> _TEXTE FOURNI_
◆ ◆ ◆

Et deux fois par jour, cette souffrance au bout du fil. Et mon impuissance à l’autre bout.

Les amis, la famille nous soutiennent, les messages affluent de tous côtés. Il faut s’organiser. J’aurais un point de contact chez ses amis, un autre chez ses voisins qui relayent l’état de ma mère.

Vivre avec le portable allumé 24/7, ce qui ne m’arrive jamais. Se dire qu’elle pourrait partir sans qu’on ne puisse la revoir, la toucher une dernière fois. Ne pas pouvoir être à ses cotés, est usant. Les jours passent et se ressemblent, cinq jours aux soins intensifs. Retour en unité Covid 44 médecine interne. Recommencer les conversations sur l’euthanasie et l’acharnement thérapeutique. Être entendue et pourtant se sentir sans ressource face à l’envie de lâcher de ma mère.

Continuer à travailler, il n’y a rien d’autre à faire. Surtout s’occuper, marcher, prendre soin de soi. Accueillir la peine.

L’épuisement mine son moral

Les conversations reprennent avec l’équipe soignante : au bout de dix-sept jours ma mère doit laisser sa place à quelqu’un d’autre car elle n’a plus besoin d’apport d’oxygène. C’est la première bonne nouvelle, la seule. Elle a perdu huit kilos, alors qu’elle était déjà mince, sa tension est trop basse, son cœur instable. Son désir : rester à l’hôpital pour la suite de sa convalescence. Ce sera impossible car elle est toujours infectieuse et doit être en unité Covid. Après d’âpres discussions avec l’hôpital et les médecins, ma mère sera envoyée en centre de revalidation à deux heures de route de chez nous.

◆ ◆ ◆

> _DONNÉES ENREGISTRÉES_
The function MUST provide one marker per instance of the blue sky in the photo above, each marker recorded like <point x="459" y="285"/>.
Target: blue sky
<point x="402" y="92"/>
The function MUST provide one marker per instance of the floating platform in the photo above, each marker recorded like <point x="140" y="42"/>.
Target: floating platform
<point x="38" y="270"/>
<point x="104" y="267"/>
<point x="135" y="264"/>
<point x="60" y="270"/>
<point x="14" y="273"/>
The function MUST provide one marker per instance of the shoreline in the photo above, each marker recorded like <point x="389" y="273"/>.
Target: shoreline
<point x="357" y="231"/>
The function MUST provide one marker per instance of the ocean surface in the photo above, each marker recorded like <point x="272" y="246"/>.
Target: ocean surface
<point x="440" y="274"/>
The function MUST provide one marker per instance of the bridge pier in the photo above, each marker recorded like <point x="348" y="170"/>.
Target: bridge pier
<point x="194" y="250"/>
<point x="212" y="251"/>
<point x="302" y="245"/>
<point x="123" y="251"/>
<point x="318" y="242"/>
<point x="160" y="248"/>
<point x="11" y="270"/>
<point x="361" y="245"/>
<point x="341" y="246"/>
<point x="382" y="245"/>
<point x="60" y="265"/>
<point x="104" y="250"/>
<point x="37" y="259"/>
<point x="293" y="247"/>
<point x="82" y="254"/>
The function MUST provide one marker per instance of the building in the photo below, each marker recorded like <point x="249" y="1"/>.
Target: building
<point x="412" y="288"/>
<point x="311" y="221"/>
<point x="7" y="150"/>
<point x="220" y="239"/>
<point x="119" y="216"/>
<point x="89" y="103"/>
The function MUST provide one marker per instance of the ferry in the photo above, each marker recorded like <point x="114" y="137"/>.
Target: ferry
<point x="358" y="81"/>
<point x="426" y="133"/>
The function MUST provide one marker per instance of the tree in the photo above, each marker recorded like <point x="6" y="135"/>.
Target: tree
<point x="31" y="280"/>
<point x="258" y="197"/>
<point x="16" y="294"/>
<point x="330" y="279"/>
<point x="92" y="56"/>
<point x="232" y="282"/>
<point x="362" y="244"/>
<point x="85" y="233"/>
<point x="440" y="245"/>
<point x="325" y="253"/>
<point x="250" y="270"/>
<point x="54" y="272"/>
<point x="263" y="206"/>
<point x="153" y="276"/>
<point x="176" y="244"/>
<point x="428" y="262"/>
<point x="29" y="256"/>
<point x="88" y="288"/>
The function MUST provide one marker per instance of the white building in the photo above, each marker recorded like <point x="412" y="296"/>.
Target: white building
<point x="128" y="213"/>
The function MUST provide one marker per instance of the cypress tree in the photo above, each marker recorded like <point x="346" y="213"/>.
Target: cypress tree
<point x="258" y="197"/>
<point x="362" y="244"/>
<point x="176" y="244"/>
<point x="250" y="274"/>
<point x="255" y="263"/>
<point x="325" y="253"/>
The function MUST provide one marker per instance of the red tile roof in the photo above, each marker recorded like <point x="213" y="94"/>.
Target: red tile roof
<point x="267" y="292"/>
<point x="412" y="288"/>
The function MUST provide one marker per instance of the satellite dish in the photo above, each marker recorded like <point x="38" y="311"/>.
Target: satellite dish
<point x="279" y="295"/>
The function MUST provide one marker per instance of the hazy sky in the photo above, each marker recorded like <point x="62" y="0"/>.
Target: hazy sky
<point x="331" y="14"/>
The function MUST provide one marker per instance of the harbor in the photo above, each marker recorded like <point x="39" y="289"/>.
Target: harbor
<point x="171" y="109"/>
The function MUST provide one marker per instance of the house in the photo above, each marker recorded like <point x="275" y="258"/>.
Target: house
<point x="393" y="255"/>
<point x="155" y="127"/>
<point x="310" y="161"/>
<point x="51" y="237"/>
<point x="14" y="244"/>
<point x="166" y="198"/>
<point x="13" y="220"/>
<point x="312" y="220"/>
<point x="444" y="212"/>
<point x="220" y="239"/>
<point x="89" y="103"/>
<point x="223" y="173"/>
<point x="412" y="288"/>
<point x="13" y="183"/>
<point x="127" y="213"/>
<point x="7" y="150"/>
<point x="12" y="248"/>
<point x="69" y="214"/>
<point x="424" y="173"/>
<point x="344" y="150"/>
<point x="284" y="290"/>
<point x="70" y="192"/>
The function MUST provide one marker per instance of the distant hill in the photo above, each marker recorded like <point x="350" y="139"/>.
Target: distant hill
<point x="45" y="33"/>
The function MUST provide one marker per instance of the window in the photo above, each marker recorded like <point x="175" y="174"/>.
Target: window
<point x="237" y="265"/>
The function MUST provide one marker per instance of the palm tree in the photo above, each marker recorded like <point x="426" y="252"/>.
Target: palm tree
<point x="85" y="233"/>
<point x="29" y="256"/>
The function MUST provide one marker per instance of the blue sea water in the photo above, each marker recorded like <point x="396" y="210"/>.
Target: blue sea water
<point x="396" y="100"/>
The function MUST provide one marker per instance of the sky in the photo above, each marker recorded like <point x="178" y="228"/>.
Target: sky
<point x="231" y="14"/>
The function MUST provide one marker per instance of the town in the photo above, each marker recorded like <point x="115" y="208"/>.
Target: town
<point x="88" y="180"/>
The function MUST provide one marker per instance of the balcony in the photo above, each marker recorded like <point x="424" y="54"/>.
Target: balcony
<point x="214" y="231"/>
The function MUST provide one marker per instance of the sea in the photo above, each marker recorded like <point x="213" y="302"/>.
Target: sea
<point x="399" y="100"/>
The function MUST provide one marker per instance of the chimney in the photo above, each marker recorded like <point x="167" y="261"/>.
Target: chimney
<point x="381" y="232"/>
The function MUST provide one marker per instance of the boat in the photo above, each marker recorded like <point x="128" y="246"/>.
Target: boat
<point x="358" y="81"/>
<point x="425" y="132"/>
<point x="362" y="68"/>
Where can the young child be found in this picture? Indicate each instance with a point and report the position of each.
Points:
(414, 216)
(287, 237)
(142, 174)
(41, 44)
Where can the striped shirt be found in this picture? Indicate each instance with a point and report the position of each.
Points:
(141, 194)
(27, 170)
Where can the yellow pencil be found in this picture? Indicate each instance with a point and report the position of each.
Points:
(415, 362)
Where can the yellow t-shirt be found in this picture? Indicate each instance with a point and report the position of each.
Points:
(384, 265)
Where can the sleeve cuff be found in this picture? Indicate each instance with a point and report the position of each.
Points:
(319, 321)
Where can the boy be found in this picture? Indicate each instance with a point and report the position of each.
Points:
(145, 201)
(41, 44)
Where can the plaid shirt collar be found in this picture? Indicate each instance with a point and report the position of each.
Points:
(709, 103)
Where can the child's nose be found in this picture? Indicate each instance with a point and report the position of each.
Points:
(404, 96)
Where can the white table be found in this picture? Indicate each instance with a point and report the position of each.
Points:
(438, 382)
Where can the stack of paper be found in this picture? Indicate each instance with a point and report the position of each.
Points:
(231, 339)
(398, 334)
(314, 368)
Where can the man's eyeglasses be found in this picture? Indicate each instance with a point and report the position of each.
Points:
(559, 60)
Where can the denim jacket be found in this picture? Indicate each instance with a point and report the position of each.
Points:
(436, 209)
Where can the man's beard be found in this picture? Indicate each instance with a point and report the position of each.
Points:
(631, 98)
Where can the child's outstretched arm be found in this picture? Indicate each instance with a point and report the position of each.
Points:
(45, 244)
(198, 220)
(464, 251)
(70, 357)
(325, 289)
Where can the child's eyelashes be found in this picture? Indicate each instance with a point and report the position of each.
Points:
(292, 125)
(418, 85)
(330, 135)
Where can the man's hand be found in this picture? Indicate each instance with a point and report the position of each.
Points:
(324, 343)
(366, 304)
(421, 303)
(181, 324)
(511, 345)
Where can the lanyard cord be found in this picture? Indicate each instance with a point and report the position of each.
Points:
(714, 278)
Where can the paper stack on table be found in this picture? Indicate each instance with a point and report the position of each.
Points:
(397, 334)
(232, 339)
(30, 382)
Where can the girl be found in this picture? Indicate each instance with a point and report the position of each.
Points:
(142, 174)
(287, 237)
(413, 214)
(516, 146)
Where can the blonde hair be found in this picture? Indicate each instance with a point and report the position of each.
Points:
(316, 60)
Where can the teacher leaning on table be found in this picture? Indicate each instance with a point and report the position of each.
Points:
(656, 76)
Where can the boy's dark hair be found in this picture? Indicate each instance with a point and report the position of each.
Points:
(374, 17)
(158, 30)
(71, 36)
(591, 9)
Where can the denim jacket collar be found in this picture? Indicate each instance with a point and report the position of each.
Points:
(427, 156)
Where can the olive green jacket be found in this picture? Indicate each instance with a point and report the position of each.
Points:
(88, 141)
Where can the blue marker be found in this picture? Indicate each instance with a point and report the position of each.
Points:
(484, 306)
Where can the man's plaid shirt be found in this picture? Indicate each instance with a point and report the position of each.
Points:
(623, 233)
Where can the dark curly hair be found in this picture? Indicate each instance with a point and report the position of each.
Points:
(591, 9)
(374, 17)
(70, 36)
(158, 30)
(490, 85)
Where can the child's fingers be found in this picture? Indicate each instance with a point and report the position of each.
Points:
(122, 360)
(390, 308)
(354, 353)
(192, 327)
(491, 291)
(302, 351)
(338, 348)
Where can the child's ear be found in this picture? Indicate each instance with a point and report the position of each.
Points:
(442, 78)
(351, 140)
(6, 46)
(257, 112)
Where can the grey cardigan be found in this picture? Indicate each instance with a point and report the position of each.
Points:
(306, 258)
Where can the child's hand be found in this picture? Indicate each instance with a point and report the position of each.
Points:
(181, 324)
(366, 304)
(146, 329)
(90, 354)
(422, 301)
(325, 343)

◆ ◆ ◆

> _SÉRIE DE TÂCHES_
a - Recopiez sans rien changer le passage du texte fourni qui va de « Et deux fois » jusqu'à « Accueillir la peine. ».
b - Répondez brièvement à ces questions d'après le texte fourni :
(i) Combien de jours la mère passe-t-elle aux soins intensifs ?
(ii) Combien de kilos la mère a-t-elle perdus ?
(iii) À combien de route se trouve le centre de revalidation où elle sera envoyée ?

> _RÉPONSES CI-DESSOUS_
a -
Et deux fois par jour, cette souffrance au bout du fil. Et mon impuissance à l’autre bout.

Les amis, la famille nous soutiennent, les messages affluent de tous côtés. Il faut s’organiser. J’aurais un point de contact chez ses amis, un autre chez ses voisins qui relayent l’état de ma mère.

Vivre avec le portable allumé 24/7, ce qui ne m’arrive jamais. Se dire qu’elle pourrait partir sans qu’on ne puisse la revoir, la toucher une dernière fois. Ne pas pouvoir être à ses cotés, est usant. Les jours passent et se ressemblent, cinq jours aux soins intensifs. Retour en unité Covid 44 médecine interne. Recommencer les conversations sur l’euthanasie et l’acharnement thérapeutique. Être entendue et pourtant se sentir sans ressource face à l’envie de lâcher de ma mère.

Continuer à travailler, il n’y a rien d’autre à faire. Surtout s’occuper, marcher, prendre soin de soi. Accueillir la peine.

b -
(i) Cinq jours.
(ii) Huit kilos.
(iii) À deux heures de route.